## Material for this exercise

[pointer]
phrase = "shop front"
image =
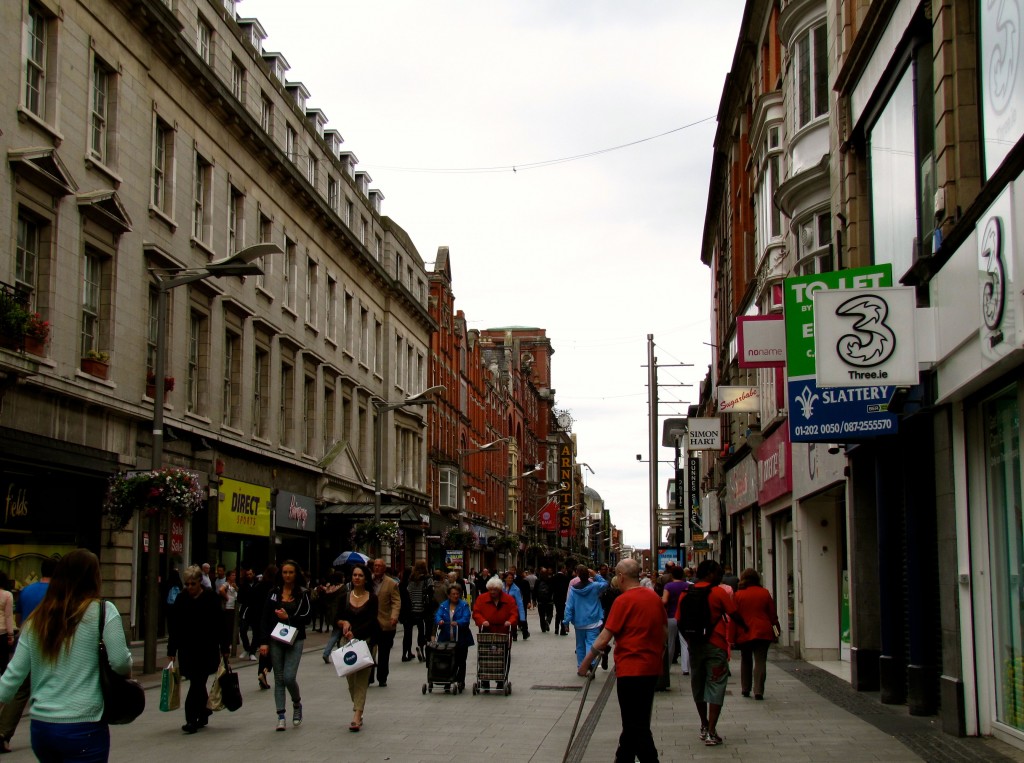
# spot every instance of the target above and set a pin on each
(52, 502)
(243, 525)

## Your instructions
Quote the data above verbatim, leaving out the picture.

## Output
[pointer]
phrase = "shop front"
image =
# spot every instance of the target above and set a pin on each
(52, 502)
(243, 525)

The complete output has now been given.